#### What to work on
Check each line of the entries below for the word "positive", and copy out the ones that have it.

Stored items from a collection
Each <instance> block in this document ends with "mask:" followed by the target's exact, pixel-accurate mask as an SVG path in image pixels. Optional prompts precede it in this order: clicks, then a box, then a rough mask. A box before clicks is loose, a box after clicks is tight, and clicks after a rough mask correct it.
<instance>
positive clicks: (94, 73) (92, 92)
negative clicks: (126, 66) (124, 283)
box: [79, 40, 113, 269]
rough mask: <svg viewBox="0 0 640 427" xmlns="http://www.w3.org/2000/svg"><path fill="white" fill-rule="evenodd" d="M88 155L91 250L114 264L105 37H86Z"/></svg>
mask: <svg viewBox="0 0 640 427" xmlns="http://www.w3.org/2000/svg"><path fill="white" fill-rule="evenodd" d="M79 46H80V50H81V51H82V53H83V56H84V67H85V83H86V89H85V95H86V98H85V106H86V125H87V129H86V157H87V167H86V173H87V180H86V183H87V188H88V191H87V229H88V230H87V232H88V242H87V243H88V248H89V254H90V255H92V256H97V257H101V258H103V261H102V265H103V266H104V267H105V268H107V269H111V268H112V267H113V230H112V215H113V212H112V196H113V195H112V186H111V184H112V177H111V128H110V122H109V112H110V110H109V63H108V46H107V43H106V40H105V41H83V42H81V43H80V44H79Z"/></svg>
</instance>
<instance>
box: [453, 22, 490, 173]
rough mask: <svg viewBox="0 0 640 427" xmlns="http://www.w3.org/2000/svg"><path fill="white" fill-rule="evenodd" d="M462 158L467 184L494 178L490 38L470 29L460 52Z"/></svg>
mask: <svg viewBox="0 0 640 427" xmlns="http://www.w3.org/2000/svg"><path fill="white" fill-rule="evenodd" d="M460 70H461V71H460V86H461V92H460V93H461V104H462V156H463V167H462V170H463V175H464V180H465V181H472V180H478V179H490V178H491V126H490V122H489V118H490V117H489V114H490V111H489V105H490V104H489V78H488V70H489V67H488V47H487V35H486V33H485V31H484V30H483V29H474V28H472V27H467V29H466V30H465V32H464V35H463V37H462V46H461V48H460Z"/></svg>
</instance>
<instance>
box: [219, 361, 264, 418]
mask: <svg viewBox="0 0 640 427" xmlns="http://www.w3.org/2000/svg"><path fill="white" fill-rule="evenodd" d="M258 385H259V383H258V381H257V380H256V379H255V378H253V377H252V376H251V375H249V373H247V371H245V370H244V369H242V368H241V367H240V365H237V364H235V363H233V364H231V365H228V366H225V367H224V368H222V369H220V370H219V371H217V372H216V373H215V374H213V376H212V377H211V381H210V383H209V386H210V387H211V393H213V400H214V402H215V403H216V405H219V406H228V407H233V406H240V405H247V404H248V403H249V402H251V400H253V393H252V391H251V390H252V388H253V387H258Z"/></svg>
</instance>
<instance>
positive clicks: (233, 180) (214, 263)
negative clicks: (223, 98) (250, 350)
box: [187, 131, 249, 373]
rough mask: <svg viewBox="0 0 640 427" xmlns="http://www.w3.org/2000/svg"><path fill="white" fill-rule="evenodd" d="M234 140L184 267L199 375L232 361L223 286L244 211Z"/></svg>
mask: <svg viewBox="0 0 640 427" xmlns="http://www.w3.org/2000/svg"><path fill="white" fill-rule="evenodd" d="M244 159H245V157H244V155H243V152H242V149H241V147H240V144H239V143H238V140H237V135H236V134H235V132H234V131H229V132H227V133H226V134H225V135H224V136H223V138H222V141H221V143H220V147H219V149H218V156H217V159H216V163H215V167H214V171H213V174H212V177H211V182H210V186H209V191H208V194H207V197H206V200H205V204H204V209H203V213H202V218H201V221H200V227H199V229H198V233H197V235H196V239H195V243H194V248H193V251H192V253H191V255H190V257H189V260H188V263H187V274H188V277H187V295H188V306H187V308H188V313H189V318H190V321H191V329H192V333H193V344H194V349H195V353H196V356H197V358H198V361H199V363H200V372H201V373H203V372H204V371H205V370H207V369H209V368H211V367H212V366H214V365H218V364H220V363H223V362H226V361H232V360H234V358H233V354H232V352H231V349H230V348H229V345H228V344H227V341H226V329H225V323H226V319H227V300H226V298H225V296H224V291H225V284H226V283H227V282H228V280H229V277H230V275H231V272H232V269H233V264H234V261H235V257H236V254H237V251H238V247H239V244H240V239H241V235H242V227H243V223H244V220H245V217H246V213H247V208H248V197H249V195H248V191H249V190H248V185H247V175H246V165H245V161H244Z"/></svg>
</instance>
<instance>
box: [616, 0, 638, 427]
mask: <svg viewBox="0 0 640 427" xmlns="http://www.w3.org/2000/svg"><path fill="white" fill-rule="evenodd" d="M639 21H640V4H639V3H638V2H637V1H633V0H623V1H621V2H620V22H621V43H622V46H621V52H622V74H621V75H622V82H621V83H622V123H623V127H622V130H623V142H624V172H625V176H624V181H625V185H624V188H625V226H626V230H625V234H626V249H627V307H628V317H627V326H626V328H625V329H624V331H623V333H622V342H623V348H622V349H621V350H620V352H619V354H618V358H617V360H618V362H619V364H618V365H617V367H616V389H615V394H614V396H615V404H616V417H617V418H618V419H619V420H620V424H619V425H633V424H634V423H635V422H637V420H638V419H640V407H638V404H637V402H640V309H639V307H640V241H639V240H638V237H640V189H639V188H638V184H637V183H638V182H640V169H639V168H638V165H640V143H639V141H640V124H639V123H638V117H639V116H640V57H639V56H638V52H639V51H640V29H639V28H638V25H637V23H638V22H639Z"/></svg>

#### Task output
positive clicks: (94, 73) (92, 92)
positive clicks: (233, 180) (214, 263)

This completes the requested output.